» ENTRIES
-=-=-=-=-

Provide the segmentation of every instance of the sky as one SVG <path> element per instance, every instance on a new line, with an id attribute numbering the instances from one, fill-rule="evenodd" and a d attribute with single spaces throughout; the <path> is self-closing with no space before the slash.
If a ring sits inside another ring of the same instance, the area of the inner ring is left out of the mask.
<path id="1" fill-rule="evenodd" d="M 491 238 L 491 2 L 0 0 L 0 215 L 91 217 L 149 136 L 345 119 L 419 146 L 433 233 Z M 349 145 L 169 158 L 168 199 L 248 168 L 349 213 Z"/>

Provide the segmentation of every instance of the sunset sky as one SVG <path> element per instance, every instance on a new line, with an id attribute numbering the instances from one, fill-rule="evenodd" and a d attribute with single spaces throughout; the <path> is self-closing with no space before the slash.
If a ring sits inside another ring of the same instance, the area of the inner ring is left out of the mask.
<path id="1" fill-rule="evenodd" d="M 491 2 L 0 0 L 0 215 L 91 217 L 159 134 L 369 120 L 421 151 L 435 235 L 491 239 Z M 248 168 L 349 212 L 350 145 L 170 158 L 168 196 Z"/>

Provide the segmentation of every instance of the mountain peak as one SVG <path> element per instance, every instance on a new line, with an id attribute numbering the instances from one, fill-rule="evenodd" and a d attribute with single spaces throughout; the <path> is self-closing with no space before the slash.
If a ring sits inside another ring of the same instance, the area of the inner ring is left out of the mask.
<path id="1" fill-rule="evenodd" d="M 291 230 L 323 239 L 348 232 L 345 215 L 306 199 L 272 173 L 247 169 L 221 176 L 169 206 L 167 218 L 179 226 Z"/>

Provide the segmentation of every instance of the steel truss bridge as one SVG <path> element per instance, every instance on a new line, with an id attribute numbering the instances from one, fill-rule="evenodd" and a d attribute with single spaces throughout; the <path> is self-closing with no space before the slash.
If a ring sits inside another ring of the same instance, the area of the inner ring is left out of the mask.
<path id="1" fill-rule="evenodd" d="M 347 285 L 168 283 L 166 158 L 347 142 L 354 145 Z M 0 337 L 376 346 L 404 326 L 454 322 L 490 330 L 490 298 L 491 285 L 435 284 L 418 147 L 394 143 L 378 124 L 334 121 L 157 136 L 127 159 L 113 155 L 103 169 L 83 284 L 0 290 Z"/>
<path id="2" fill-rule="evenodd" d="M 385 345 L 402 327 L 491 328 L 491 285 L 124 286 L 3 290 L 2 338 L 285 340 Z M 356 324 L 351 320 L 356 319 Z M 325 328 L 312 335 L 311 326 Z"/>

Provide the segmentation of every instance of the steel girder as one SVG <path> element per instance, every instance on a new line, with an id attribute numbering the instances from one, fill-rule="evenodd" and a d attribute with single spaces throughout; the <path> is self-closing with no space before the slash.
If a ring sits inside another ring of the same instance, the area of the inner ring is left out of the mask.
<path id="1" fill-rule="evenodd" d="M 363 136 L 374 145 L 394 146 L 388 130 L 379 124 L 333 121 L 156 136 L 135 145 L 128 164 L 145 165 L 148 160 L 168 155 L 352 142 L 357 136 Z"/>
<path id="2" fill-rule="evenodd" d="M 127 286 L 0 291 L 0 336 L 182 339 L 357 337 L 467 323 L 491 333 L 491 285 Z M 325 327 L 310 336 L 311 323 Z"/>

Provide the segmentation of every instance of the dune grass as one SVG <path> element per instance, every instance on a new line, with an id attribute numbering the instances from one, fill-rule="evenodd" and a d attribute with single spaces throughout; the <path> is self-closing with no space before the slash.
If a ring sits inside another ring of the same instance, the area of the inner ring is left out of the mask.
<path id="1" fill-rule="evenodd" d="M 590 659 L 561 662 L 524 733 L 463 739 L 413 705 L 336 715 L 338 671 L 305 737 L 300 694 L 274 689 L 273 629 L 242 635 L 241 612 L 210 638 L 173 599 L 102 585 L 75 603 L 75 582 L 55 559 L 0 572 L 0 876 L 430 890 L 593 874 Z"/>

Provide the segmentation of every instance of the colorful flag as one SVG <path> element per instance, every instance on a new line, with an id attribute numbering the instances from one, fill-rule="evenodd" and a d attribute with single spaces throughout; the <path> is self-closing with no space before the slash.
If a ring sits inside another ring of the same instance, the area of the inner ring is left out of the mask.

-=-=-=-=-

» REQUIRED WORK
Please print the data without changes, starting at the line that contains "Provide the segmentation of every instance of the mountain" and ending with the line that contains "291 230 L 323". Include both of those lines.

» COMPLETED TASK
Provide the segmentation of every instance of the mountain peak as one SVG <path> element per instance, every instance on a new line, with an id attribute numbering the instances from one, fill-rule="evenodd" and a d attribute with single spaces throughout; the <path> is self-closing with no space before the slash.
If a ring sits inside another ring of the same instance, the area of the inner ring is left out of the mask.
<path id="1" fill-rule="evenodd" d="M 291 230 L 323 239 L 348 232 L 345 215 L 306 199 L 272 173 L 247 169 L 221 176 L 169 206 L 167 218 L 179 226 Z"/>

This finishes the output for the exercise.